WORK INSTRUCTION |
Every entry, from first to last, must be written out exactly.

Stored data entries
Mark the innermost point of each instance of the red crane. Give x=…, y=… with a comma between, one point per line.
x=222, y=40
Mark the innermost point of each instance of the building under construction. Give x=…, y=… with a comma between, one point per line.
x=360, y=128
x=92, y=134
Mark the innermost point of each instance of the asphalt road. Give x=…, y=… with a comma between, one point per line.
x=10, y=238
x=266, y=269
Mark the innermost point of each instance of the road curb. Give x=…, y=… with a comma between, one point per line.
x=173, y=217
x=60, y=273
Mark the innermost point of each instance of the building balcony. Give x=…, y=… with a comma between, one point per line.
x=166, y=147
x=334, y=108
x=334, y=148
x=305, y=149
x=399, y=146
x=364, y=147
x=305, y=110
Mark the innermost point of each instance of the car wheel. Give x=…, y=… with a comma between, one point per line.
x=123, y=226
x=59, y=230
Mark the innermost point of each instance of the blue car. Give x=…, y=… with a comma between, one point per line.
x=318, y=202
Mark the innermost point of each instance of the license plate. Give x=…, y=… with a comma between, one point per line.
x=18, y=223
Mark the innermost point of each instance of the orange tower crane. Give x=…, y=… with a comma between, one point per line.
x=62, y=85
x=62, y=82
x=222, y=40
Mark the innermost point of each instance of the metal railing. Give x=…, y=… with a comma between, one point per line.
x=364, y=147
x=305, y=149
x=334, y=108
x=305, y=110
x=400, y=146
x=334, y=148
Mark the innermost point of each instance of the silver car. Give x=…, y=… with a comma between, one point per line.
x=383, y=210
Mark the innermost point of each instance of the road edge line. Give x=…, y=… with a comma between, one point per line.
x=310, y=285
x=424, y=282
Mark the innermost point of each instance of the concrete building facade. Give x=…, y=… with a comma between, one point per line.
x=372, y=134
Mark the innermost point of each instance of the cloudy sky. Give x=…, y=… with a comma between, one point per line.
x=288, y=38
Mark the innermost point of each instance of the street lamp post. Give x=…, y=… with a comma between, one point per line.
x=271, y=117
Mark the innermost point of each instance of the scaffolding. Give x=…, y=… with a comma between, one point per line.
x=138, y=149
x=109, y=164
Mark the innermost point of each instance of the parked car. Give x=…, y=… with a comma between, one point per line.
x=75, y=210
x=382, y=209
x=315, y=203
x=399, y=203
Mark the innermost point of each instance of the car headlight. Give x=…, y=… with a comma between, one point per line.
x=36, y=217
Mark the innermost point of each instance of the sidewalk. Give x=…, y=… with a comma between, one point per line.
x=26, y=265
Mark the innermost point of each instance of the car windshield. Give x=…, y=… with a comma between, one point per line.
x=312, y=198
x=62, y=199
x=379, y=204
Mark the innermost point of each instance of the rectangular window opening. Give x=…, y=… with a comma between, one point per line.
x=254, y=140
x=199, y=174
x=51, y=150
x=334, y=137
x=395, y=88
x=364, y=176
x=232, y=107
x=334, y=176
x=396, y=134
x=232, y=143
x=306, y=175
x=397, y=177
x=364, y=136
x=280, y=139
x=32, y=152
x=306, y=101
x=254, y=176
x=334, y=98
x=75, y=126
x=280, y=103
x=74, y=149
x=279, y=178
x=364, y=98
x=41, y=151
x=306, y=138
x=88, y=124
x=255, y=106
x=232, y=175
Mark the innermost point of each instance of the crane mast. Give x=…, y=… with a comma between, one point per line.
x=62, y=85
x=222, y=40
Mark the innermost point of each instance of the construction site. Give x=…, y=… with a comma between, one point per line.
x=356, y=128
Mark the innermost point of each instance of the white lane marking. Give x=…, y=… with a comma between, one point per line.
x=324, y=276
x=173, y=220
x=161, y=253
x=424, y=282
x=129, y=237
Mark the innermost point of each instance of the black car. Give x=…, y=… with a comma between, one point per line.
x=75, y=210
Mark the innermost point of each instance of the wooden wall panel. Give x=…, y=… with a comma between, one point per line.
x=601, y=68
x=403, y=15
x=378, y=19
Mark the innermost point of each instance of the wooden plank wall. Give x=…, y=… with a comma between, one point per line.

WORKED SOLUTION |
Mark the innermost point of each instance of the red crane. Give x=…, y=… with a comma between, one point per line.
x=222, y=40
Mark the innermost point of each instance of the building under construction. Give x=…, y=… with a comma between, one point per line.
x=360, y=128
x=92, y=134
Mark the innermost point of each instance of the asphalt road. Give x=…, y=… with a comma between, one point per line.
x=10, y=238
x=266, y=269
Mark the innermost point of each instance of the road curb. Give x=…, y=… with a comma between, one point per line.
x=173, y=217
x=60, y=273
Mark the innermost point of each instance of the building balcony. Give x=…, y=… with a comma between, one point per line.
x=166, y=147
x=334, y=108
x=334, y=148
x=305, y=149
x=399, y=146
x=364, y=147
x=305, y=110
Mark the innermost point of each instance of the car wheel. Give x=…, y=… with a comma between, one point per line.
x=123, y=226
x=59, y=230
Mark the innermost point of each instance of the blue car. Give x=…, y=… with a comma between, one point per line.
x=318, y=202
Mark the innermost point of each instance of the license plate. Give x=…, y=… with a comma between, one point per line.
x=18, y=223
Mark the innermost point of each instance of the orange tower crane. Give x=…, y=… with a comma between, one point per line.
x=62, y=85
x=62, y=82
x=222, y=40
Mark the innermost point of each instance of the metal railing. Give x=…, y=… with a comma between, one point per line.
x=364, y=147
x=305, y=149
x=334, y=108
x=305, y=110
x=400, y=146
x=334, y=148
Mark the innermost point of each instance of the silver car. Give x=…, y=… with a comma between, one point per line.
x=383, y=210
Mark the innermost point of each instance of the road edge line. Give x=…, y=… with a comma between, one point per line.
x=310, y=285
x=424, y=282
Mark the innermost point of each instance of the concrete building facade. Give x=…, y=… with a comma between, one point per line.
x=372, y=134
Mark the innermost point of each instance of the cloudy sky. Give x=…, y=… with a comma between, one point per line.
x=288, y=38
Mark the innermost point of each instance of the street lamp post. Give x=…, y=… with a comma between, one point per line.
x=271, y=117
Mark the innermost point of each instance of the scaffolding. Give x=…, y=… with a comma between, one point per line.
x=138, y=149
x=109, y=164
Mark the innermost point of each instance of the parked car. Give x=…, y=… with a comma between, one point per line.
x=75, y=210
x=382, y=209
x=315, y=203
x=399, y=203
Mark the innermost point of each instance of the car headlight. Give x=…, y=… with a comma between, one point per line.
x=36, y=217
Mark the innermost point of each instance of the sidewalk. Give x=…, y=… with a comma between, one point per line.
x=26, y=265
Mark the innermost point of each instance of the car windshield. Give x=…, y=… with a comma between, one point per line.
x=312, y=198
x=62, y=199
x=379, y=204
Mark the innermost point of each instance of the rectangular window opening. Give x=…, y=… with a comma between, one point per line.
x=254, y=140
x=199, y=174
x=51, y=150
x=334, y=137
x=395, y=88
x=364, y=176
x=232, y=107
x=334, y=176
x=396, y=134
x=232, y=143
x=306, y=175
x=397, y=177
x=364, y=136
x=280, y=139
x=32, y=152
x=306, y=101
x=254, y=176
x=334, y=98
x=75, y=126
x=280, y=103
x=74, y=149
x=279, y=178
x=364, y=98
x=41, y=151
x=306, y=138
x=88, y=124
x=255, y=106
x=232, y=175
Mark the innermost point of each instance of the crane mast. Give x=…, y=… with a comma between, one point per line.
x=62, y=85
x=222, y=40
Mark the innermost point of each instance of the construction site. Give x=…, y=… with a comma between, one point per line.
x=356, y=128
Mark the innermost point of each instance of the white lane marking. Give x=…, y=… with a comma between, one point per line.
x=324, y=276
x=173, y=220
x=161, y=253
x=424, y=282
x=129, y=237
Mark the innermost point of each instance of the black car. Give x=…, y=… with a comma between, one point per line.
x=75, y=210
Mark the innermost point of each instance of the wooden wall panel. Give x=…, y=… with a comma between, one point per line.
x=601, y=68
x=403, y=15
x=378, y=19
Mark the innermost point of each instance of the wooden plank wall. Give x=…, y=… with a comma between, one point per line.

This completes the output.